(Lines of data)
========================
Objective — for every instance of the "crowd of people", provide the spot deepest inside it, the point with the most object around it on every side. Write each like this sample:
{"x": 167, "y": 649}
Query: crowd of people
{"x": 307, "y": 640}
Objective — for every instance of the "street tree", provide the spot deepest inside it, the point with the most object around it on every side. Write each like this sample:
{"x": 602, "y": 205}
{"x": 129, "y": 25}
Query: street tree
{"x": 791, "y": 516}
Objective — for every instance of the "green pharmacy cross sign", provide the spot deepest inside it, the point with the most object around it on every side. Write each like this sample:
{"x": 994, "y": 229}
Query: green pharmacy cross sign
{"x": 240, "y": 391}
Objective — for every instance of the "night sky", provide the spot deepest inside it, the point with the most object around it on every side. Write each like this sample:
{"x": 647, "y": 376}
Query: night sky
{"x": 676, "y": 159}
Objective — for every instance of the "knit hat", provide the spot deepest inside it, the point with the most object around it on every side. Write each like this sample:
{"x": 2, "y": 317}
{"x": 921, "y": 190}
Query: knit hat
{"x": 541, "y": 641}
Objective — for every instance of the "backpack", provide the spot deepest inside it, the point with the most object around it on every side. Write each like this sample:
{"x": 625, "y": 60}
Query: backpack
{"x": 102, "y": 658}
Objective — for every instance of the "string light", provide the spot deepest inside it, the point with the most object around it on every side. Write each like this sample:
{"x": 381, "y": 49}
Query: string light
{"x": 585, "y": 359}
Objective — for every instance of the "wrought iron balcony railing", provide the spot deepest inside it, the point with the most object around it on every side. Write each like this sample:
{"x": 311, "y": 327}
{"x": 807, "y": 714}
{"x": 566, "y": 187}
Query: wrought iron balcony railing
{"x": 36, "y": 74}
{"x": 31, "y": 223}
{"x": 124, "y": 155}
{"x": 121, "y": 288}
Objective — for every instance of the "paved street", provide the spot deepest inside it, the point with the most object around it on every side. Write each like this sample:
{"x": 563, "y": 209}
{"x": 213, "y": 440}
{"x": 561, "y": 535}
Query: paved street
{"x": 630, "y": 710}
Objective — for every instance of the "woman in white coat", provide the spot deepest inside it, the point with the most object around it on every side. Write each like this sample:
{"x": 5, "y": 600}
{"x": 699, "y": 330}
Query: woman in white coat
========================
EXERCISE GOAL: Pull out every line in the rows above that contains the word "wrought", matching its case exactly.

SOLUTION TO THE PROBLEM:
Objective — for every instance of the "wrought iron balcony railing", provide the spot deepest inside it, the point with the most object around it on every side. Write each like this sample:
Query: wrought iron balcony railing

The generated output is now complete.